- _WHAT YOU HAVE TO DO_
Please return the lines below verbatim, beginning at the one that has "Target: dirt road" and stopping after the one that has "Could you put a marker on the dry", and add no other lines.

- _RECORD SET_
┌──

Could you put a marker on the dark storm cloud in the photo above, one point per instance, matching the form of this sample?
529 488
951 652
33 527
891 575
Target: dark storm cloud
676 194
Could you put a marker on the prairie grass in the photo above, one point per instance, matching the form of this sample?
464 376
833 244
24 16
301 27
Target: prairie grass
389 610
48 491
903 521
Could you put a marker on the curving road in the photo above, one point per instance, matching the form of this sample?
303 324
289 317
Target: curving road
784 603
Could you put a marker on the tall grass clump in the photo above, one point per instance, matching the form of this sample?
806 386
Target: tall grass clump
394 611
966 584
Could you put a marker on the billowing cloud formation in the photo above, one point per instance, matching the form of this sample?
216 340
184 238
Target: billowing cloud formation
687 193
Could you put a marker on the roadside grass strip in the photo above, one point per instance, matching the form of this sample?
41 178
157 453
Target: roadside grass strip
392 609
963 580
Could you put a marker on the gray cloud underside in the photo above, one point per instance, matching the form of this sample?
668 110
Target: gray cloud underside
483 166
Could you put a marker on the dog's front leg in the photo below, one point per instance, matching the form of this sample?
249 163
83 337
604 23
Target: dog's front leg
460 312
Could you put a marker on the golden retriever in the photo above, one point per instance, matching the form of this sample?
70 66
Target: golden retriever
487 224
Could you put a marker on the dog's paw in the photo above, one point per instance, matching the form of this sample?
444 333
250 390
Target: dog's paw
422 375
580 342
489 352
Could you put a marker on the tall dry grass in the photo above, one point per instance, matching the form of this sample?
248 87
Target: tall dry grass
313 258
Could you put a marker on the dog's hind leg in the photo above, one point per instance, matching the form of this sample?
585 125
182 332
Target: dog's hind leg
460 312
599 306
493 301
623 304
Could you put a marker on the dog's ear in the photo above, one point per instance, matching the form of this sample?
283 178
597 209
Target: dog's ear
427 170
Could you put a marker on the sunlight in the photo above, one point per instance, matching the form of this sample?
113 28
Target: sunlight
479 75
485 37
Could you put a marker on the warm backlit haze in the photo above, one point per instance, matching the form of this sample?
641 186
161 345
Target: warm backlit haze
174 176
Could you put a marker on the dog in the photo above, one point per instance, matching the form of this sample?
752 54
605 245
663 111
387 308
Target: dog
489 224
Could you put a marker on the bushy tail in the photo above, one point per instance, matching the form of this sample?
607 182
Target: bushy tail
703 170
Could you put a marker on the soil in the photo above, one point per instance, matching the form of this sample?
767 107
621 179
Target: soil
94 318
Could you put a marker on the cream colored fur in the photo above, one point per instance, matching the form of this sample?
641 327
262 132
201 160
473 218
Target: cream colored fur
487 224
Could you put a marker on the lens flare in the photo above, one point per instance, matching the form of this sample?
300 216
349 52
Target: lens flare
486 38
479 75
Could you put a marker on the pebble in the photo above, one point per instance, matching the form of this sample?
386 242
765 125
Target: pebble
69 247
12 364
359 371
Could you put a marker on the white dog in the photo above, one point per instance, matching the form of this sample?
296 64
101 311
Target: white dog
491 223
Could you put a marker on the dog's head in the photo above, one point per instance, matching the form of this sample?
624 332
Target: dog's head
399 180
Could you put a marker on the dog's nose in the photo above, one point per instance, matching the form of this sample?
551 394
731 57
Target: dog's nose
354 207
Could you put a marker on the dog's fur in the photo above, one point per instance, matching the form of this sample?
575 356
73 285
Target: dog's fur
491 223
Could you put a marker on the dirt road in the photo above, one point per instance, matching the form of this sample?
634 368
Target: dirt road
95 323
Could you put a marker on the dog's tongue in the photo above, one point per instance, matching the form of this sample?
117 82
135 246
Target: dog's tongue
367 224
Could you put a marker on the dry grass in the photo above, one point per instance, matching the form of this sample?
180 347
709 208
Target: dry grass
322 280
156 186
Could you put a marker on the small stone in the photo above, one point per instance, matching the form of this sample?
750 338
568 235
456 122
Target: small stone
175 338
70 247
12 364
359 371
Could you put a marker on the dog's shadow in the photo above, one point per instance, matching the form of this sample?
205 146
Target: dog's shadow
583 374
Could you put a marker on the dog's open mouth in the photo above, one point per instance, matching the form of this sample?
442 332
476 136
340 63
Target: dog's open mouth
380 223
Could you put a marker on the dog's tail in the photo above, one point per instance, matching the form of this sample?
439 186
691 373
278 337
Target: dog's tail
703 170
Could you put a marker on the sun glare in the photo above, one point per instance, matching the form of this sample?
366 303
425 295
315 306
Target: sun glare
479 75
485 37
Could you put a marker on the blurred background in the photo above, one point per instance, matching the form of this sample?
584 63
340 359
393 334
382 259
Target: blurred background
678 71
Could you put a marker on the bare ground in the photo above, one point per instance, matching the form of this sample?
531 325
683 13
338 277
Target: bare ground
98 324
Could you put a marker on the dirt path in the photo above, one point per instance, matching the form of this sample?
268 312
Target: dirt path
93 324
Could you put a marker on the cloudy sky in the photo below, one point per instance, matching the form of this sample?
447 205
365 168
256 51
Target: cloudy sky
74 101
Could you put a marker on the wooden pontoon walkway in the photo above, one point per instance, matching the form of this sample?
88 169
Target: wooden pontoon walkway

└──

- _ANSWER FOR THE TASK_
Target: dirt road
95 323
Could you put a marker on the dog's tongue in the photo above, one point per instance, matching the form of this sample?
117 82
135 246
Target: dog's tongue
367 224
Could you put a marker on the dry grass in the photo above, one point per instance, matching the form of this sample?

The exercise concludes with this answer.